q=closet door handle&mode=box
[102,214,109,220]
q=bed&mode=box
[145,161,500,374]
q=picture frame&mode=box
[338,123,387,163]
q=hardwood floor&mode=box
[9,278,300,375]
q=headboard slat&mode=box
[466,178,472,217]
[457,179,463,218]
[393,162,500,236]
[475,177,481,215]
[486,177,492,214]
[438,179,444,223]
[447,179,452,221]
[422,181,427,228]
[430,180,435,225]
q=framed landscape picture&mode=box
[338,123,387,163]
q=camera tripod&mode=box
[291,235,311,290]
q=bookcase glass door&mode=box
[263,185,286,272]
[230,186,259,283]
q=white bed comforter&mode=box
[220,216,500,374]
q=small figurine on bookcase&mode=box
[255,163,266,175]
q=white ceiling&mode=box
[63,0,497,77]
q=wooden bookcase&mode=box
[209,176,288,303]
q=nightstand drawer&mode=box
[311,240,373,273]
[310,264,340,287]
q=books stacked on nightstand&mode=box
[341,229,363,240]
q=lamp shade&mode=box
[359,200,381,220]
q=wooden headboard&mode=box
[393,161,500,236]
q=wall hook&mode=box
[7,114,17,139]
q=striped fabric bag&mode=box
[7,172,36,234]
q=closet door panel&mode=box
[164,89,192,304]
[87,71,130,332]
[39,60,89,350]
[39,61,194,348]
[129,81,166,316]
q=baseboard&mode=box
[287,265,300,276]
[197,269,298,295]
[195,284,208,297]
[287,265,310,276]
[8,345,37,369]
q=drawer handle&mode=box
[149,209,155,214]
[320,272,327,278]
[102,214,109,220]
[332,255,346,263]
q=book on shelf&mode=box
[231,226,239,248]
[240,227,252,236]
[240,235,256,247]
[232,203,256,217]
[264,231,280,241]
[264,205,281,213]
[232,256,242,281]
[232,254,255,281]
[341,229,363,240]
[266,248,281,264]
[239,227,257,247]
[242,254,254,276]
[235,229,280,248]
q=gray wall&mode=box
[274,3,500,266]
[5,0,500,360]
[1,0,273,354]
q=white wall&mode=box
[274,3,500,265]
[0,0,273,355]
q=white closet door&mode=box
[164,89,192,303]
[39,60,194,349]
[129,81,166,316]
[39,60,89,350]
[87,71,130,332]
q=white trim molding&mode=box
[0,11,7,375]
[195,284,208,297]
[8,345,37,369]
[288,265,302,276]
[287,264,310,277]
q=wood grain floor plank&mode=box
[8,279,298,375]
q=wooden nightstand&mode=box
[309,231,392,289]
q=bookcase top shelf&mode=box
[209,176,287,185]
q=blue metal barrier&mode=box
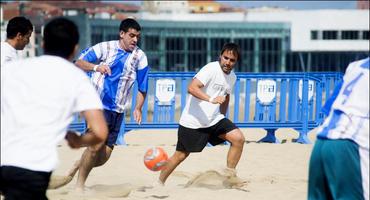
[68,72,343,145]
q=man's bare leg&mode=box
[65,160,80,177]
[159,151,189,184]
[48,160,81,189]
[75,144,113,191]
[219,129,245,172]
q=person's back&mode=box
[1,55,99,171]
[0,17,108,200]
[308,57,369,200]
[316,57,369,149]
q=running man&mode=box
[158,43,245,185]
[67,18,149,191]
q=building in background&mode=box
[188,0,221,13]
[142,1,189,14]
[0,1,140,58]
[244,8,369,72]
[1,1,368,72]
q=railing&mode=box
[69,71,343,145]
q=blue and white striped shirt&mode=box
[79,40,149,113]
[317,57,369,150]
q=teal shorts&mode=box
[308,138,365,200]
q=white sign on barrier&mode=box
[298,79,315,101]
[155,79,176,105]
[257,79,277,105]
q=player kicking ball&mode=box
[158,43,246,185]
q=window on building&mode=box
[259,38,280,72]
[166,37,184,71]
[363,31,369,40]
[145,36,159,51]
[91,33,103,44]
[188,38,207,70]
[107,34,117,41]
[341,30,359,40]
[210,38,230,61]
[323,31,338,40]
[311,31,318,40]
[234,38,254,72]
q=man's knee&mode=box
[229,130,245,146]
[87,147,100,158]
[95,146,113,166]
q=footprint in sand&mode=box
[48,183,132,199]
[174,170,248,190]
[89,184,132,198]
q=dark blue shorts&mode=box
[103,109,124,149]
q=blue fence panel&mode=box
[68,71,343,145]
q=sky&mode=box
[218,1,357,10]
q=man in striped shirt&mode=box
[308,57,369,200]
[69,18,149,191]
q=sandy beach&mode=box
[47,128,317,200]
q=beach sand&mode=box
[47,128,317,200]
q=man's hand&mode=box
[65,131,82,149]
[133,109,142,125]
[96,64,111,76]
[209,96,226,104]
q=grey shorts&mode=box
[176,118,238,152]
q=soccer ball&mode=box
[143,147,168,171]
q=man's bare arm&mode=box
[65,109,108,148]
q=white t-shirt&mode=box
[179,61,236,128]
[1,55,103,172]
[1,41,17,66]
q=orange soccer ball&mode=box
[143,147,168,171]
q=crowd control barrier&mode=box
[69,72,343,144]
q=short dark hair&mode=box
[6,16,33,39]
[220,43,241,61]
[119,18,141,32]
[43,17,79,59]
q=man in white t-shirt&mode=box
[1,16,33,66]
[158,43,245,185]
[0,18,108,200]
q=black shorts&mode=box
[176,118,238,152]
[0,166,51,200]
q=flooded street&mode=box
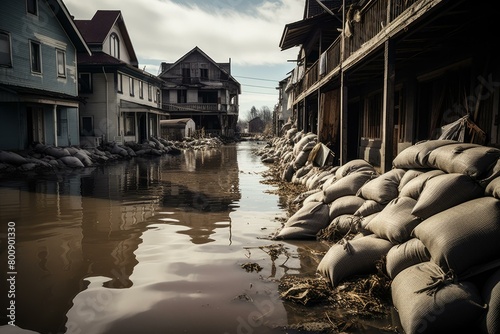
[0,141,340,334]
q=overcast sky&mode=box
[64,0,304,119]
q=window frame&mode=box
[110,33,120,59]
[30,40,42,74]
[124,112,136,136]
[147,84,152,101]
[0,31,12,68]
[139,80,144,99]
[78,73,92,93]
[117,73,123,93]
[129,76,134,97]
[26,0,38,16]
[56,49,66,78]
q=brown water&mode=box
[0,141,393,334]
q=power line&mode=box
[242,83,277,90]
[234,75,279,82]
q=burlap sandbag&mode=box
[302,189,325,205]
[411,173,484,220]
[282,162,295,182]
[328,195,366,221]
[365,196,420,244]
[385,238,430,279]
[357,168,406,204]
[329,214,362,236]
[412,197,500,276]
[392,262,486,334]
[427,144,500,179]
[485,175,500,200]
[335,159,376,179]
[392,139,457,169]
[398,169,425,192]
[274,201,330,240]
[354,199,386,218]
[480,267,500,334]
[317,234,393,287]
[323,171,375,204]
[398,169,445,200]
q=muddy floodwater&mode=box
[0,141,393,334]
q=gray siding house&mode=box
[75,10,165,147]
[0,0,90,150]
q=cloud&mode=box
[64,0,303,66]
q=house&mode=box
[248,117,265,134]
[158,47,241,137]
[0,0,91,150]
[160,118,195,140]
[74,10,165,147]
[280,0,499,172]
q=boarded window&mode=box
[0,32,11,67]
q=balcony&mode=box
[163,103,238,115]
[294,0,422,97]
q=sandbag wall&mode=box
[259,135,500,334]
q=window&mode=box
[129,77,134,96]
[27,0,37,15]
[177,90,186,103]
[30,41,41,73]
[200,63,208,79]
[124,113,136,135]
[56,49,66,77]
[117,73,123,93]
[79,73,92,93]
[147,84,152,101]
[110,33,119,59]
[156,89,161,105]
[139,81,143,99]
[0,32,12,67]
[81,116,94,136]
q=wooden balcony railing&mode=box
[163,103,238,114]
[294,0,421,97]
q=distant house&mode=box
[248,117,265,134]
[158,47,241,137]
[160,118,195,140]
[74,10,165,147]
[0,0,91,150]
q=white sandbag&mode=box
[328,195,366,221]
[323,171,375,204]
[412,197,500,276]
[411,173,484,220]
[365,196,420,244]
[392,139,457,169]
[392,262,485,334]
[293,150,311,170]
[317,234,393,287]
[335,159,375,179]
[58,156,85,168]
[385,238,430,279]
[293,133,316,156]
[0,151,28,166]
[357,168,406,205]
[353,199,385,218]
[274,201,330,239]
[480,267,500,334]
[427,144,500,179]
[398,169,445,200]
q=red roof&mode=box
[74,10,121,44]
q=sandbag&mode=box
[398,169,445,200]
[427,144,500,179]
[365,196,420,244]
[58,156,85,168]
[329,214,362,236]
[480,267,500,334]
[353,199,385,218]
[0,151,28,166]
[302,189,325,204]
[335,159,375,179]
[357,168,406,204]
[274,201,330,239]
[398,169,425,192]
[317,234,393,287]
[282,162,295,182]
[412,197,500,276]
[385,238,430,279]
[323,171,374,204]
[392,139,457,169]
[485,176,500,200]
[44,146,71,158]
[391,262,485,334]
[328,195,366,221]
[411,173,484,220]
[293,133,316,156]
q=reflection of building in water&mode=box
[159,145,241,244]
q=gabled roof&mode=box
[74,10,137,66]
[46,0,91,55]
[158,46,240,92]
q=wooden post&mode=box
[381,39,395,173]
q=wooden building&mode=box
[158,47,241,137]
[75,10,165,147]
[0,0,90,150]
[280,0,498,172]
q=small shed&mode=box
[160,118,196,140]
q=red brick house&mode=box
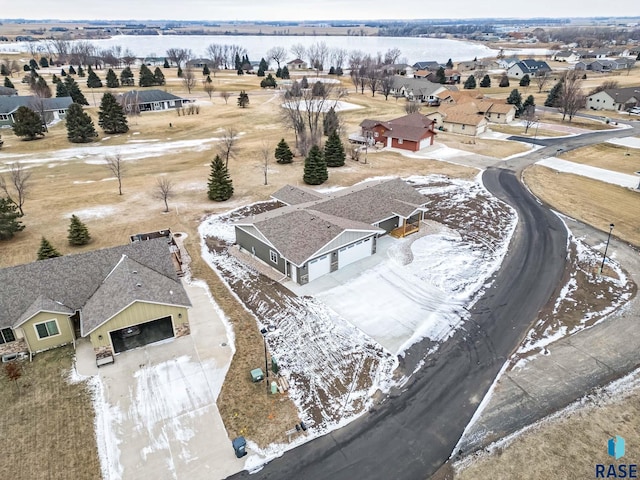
[356,113,437,152]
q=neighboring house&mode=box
[574,60,593,71]
[434,91,516,125]
[353,113,437,151]
[187,58,211,68]
[428,103,488,136]
[389,76,451,104]
[553,51,581,63]
[412,61,441,71]
[586,86,640,111]
[0,95,73,128]
[119,90,191,113]
[425,69,461,85]
[507,59,551,78]
[0,237,191,363]
[287,58,308,70]
[497,57,520,69]
[234,178,429,285]
[141,56,166,66]
[381,64,413,76]
[0,86,17,96]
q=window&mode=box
[374,132,379,138]
[0,328,15,344]
[462,124,466,130]
[34,320,60,339]
[398,138,403,144]
[58,109,66,114]
[269,250,278,264]
[0,114,9,120]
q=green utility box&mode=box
[250,368,264,382]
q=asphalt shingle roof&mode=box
[0,96,73,114]
[271,185,326,205]
[119,89,187,104]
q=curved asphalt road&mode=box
[229,168,568,480]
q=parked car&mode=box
[629,107,640,115]
[120,326,141,338]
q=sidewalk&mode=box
[457,217,640,454]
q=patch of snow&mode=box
[66,205,116,220]
[281,99,363,112]
[537,157,640,189]
[73,180,96,184]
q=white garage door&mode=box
[308,254,331,282]
[338,238,372,269]
[419,137,432,150]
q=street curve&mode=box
[227,168,568,480]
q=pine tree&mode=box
[519,74,531,87]
[274,138,294,164]
[237,90,249,108]
[281,66,290,79]
[446,58,454,69]
[4,77,15,89]
[202,64,210,76]
[51,74,59,84]
[0,64,8,76]
[63,77,89,105]
[480,74,491,88]
[523,94,535,109]
[12,106,44,140]
[98,92,129,134]
[463,75,476,89]
[257,66,265,77]
[86,66,103,88]
[120,66,134,86]
[164,58,170,68]
[39,57,49,68]
[207,155,234,201]
[29,59,39,70]
[276,67,282,78]
[77,65,85,77]
[303,144,328,185]
[234,53,241,71]
[301,76,309,89]
[68,65,76,75]
[34,76,51,97]
[324,131,345,167]
[435,67,446,84]
[0,197,25,241]
[56,80,69,97]
[139,64,155,87]
[507,89,524,116]
[260,73,276,88]
[545,80,563,107]
[37,237,61,260]
[329,66,336,75]
[499,74,510,87]
[67,214,91,245]
[153,67,165,85]
[336,67,343,76]
[106,68,119,88]
[177,66,183,78]
[60,68,67,77]
[65,103,98,143]
[323,106,339,136]
[259,57,269,71]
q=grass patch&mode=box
[488,124,566,138]
[0,347,100,480]
[560,143,640,175]
[435,132,531,158]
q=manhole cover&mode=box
[221,342,227,347]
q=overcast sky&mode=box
[2,0,639,22]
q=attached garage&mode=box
[339,238,373,268]
[307,254,331,282]
[110,315,174,354]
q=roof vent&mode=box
[136,283,142,287]
[132,270,138,274]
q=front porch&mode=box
[390,219,420,238]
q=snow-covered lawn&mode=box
[537,157,640,189]
[281,99,363,112]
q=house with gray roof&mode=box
[118,89,191,113]
[0,238,191,363]
[234,178,428,285]
[507,59,551,78]
[586,86,640,111]
[0,86,17,96]
[0,95,73,128]
[389,77,452,104]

━━━━━━━━━━━━━━━━━━━━━━━━━━━━━━

● **Description of the task**: Using the entries above, restate word for word every line from the one that contains "q=snow-covered lawn&mode=box" through the last.

● **Written reply**:
q=snow-covered lawn&mode=box
[537,157,640,189]
[281,99,363,112]
q=house with gray roof&mode=box
[118,89,191,113]
[0,238,191,363]
[234,178,428,285]
[507,59,551,78]
[586,86,640,111]
[0,86,17,96]
[0,95,73,128]
[389,77,452,104]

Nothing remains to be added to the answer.